● Material erkunden
• a. Erläutern Sie anhand des Textes zur Organspende, worauf es zurückgeführt wird, dass es nur wenige Spenderorgane gibt.
• b. Geben Sie aus dem Text zur Organspende den Abschnitt wortgetreu wieder, der mit den Worten „Dass es nur“ beginnt und mit „Lösung des Problems.“ endet.

● Text
========
Dass es nur wenige Spenderorgane gibt, liegt nicht zuletzt auch an dem aufgeflogenen Transplantationsskandal. Jahrelang hatten Ärzte und Krankenhäuser im verdeckten Organspenden manipuliert. Der Skandal erschütterte das Vertrauen der Menschen in die Organtransplantation und ihre Organisation. Die Zahl der Organspenden sind seit Bekanntwerden des Skandal merklich zurückgegangen. Allein im letzten Jahr sank die Zahl der Organspenden auf 1046. Im ersten Quartal 2013 gab es sogar nur 230 Organtransplantationen – ein Minus von 18% im Vergleich zum Vorjahr.

Neue Gesetze und Kampagnen sollen helfen

Jetzt arbeitet der Gesetzgeber an einer Lösung des Problems.

Informieren Sie sich! Auf der gemeinsamen Seite www.organspende-info.de finden Sie die
Online-Angebote des Bundesministeriums für Gesundheit und der Bundeszentrale
für gesundheitliche Aufklärung zum Thema Organ- und Gewebespende.
========
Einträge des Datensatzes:
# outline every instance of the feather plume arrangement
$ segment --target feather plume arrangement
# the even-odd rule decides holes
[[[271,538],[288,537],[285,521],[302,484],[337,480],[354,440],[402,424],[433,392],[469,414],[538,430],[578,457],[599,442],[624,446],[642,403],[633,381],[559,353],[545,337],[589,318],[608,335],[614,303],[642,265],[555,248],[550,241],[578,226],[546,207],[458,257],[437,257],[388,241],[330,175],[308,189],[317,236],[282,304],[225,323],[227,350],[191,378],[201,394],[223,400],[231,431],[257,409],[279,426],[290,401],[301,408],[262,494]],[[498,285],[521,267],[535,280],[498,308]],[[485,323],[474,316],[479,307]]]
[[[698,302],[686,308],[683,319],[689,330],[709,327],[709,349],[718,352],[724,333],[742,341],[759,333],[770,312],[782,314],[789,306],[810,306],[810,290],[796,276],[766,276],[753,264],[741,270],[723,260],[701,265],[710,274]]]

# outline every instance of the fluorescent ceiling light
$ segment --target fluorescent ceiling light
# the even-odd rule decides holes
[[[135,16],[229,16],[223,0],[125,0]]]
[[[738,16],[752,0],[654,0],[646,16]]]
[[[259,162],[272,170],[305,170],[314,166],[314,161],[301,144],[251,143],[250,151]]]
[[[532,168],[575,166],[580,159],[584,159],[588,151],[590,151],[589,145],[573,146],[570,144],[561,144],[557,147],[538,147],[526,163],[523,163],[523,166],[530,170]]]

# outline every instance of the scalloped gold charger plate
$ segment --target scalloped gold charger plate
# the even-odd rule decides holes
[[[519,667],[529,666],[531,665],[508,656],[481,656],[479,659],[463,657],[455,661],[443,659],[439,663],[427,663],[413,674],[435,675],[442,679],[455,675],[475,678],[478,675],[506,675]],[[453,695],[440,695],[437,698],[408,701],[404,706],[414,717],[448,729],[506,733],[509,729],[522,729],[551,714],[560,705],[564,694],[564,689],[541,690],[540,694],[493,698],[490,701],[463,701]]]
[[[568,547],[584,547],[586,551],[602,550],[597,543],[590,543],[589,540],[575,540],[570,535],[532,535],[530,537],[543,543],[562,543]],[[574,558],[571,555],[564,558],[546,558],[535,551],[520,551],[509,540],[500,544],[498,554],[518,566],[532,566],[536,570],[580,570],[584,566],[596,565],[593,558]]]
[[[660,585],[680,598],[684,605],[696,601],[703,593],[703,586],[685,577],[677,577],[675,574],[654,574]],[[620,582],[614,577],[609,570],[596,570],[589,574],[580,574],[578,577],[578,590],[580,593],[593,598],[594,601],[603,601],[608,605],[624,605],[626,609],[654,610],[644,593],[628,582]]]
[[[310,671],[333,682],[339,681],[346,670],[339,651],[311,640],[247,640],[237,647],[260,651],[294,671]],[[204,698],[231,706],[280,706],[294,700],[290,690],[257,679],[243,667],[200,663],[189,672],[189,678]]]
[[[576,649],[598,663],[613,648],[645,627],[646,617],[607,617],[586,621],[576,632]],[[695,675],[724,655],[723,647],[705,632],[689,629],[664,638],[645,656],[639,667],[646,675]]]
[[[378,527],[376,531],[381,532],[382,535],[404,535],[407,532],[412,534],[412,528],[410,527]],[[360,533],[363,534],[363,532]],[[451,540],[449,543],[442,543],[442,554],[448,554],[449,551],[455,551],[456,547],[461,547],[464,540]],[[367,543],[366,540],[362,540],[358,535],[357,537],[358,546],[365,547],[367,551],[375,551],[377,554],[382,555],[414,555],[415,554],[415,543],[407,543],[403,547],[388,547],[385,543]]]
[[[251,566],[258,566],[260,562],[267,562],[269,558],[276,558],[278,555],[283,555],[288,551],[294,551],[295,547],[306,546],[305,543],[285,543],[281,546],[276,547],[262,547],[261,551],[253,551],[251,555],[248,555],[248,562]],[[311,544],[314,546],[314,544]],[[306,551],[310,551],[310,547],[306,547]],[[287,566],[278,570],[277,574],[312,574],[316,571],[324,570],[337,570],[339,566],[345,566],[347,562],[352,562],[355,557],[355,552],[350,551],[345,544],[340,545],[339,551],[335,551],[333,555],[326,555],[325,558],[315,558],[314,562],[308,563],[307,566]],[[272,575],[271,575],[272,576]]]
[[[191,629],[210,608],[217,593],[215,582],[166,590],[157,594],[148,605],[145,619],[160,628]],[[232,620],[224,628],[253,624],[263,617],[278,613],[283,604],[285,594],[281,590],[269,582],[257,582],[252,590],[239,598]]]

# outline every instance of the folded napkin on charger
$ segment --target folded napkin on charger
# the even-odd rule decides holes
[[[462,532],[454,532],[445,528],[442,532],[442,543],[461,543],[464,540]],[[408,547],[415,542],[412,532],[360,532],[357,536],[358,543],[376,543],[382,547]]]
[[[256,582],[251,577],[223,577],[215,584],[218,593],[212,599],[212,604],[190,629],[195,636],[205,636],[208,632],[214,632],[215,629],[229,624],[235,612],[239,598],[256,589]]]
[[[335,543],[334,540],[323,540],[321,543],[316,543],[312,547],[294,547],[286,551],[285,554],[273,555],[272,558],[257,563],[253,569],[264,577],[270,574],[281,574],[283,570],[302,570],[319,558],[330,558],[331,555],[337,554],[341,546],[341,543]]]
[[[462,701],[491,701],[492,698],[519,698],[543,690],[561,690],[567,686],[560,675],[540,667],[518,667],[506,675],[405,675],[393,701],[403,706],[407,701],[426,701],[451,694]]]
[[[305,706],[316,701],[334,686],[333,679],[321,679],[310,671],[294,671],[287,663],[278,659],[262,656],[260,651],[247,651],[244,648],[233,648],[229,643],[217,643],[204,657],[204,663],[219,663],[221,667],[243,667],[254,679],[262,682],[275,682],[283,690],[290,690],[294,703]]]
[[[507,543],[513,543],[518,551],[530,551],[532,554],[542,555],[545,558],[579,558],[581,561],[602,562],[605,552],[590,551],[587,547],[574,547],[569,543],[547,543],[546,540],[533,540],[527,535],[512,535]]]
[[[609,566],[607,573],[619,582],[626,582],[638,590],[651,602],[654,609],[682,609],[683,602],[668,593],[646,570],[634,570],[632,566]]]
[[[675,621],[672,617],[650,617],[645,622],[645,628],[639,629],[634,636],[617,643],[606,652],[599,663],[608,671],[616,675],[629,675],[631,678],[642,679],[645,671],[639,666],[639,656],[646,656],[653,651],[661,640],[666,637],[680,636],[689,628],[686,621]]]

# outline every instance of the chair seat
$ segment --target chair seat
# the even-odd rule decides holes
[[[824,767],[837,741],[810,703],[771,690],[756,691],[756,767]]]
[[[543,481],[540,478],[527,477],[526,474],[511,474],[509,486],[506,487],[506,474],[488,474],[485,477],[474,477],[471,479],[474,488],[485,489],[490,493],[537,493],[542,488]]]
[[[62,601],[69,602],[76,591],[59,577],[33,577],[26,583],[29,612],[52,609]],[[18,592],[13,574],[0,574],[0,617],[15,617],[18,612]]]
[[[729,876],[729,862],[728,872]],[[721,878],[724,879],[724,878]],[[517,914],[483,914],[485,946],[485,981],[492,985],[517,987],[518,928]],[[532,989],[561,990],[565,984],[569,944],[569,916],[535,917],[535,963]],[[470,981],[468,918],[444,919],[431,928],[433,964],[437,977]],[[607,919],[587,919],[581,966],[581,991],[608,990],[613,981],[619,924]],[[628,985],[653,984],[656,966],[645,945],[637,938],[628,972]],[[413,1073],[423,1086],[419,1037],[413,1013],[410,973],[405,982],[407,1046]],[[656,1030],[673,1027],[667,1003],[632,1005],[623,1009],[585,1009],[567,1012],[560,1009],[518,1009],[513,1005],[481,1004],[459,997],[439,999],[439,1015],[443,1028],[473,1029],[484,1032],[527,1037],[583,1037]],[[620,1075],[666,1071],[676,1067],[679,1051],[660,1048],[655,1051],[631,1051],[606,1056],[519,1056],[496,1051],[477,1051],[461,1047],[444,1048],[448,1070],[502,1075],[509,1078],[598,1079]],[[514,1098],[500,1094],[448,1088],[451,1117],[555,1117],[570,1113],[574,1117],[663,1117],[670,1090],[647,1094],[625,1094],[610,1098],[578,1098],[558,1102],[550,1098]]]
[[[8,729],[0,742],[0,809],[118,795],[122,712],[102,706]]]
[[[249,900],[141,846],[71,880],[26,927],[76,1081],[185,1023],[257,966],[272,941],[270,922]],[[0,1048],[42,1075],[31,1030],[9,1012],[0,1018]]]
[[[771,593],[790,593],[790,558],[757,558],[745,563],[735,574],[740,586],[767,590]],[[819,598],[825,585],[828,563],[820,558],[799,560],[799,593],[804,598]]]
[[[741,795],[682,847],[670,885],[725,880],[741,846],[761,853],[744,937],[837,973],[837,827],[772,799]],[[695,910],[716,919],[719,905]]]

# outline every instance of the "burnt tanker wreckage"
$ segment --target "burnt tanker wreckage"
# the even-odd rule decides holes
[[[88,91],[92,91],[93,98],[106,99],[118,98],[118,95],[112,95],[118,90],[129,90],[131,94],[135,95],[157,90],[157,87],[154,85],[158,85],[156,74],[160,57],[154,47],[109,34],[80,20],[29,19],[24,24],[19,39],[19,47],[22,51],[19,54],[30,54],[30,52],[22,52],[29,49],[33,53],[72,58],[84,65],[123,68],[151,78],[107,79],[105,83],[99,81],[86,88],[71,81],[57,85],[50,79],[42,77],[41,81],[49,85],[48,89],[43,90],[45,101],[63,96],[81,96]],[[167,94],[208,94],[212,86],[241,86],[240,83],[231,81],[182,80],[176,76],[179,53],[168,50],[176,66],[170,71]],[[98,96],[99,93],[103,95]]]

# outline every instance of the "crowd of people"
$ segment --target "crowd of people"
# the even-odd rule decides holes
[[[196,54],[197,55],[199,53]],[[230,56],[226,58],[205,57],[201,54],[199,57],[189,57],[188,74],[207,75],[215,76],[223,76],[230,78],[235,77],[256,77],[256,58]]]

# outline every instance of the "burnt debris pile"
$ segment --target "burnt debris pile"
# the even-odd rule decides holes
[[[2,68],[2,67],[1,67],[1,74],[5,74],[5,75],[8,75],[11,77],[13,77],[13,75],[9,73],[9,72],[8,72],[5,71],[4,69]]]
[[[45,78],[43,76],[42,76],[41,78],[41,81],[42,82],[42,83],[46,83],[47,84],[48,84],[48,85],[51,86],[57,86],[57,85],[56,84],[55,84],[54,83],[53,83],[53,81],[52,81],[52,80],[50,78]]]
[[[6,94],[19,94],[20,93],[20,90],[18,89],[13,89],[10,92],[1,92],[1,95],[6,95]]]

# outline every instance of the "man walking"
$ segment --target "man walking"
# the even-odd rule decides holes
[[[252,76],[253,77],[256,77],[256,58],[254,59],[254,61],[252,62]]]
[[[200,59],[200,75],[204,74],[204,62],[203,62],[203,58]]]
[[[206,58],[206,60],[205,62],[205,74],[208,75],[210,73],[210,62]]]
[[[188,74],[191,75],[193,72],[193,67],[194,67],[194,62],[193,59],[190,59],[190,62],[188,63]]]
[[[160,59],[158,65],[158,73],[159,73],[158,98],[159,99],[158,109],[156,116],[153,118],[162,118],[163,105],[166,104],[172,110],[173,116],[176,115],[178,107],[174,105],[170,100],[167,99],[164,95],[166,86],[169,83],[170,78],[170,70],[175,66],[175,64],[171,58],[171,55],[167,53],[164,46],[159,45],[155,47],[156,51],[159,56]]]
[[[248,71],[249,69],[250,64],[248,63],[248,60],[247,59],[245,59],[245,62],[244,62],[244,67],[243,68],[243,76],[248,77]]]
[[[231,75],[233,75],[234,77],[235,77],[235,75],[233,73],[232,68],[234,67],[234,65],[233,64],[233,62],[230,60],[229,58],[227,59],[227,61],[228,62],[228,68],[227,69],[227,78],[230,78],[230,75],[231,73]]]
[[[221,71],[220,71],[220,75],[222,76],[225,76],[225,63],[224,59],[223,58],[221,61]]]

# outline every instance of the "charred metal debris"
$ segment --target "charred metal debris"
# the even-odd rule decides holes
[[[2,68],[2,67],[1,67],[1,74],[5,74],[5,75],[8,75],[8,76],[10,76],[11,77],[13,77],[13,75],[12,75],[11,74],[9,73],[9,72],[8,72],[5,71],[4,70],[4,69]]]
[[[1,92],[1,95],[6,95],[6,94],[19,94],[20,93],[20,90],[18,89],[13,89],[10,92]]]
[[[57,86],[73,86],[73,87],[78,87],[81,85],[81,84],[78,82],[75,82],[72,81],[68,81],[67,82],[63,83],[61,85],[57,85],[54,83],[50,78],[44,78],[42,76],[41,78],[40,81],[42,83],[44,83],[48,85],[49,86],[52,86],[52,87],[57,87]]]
========
● Lösungen der Aufgaben
• a. Der Mangel an Spenderorganen liegt nicht zuletzt am aufgeflogenen Transplantationsskandal. Ärzte und Krankenhäuser hatten jahrelang Organspenden manipuliert, was das Vertrauen der Menschen in die Organtransplantation und ihre Organisation erschütterte. Seit Bekanntwerden des Skandals ist die Zahl der Organspenden merklich zurückgegangen.

• b.
Dass es nur wenige Spenderorgane gibt, liegt nicht zuletzt auch an dem aufgeflogenen Transplantationsskandal. Jahrelang hatten Ärzte und Krankenhäuser im verdeckten Organspenden manipuliert. Der Skandal erschütterte das Vertrauen der Menschen in die Organtransplantation und ihre Organisation. Die Zahl der Organspenden sind seit Bekanntwerden des Skandal merklich zurückgegangen. Allein im letzten Jahr sank die Zahl der Organspenden auf 1046. Im ersten Quartal 2013 gab es sogar nur 230 Organtransplantationen – ein Minus von 18% im Vergleich zum Vorjahr.

Neue Gesetze und Kampagnen sollen helfen

Jetzt arbeitet der Gesetzgeber an einer Lösung des Problems.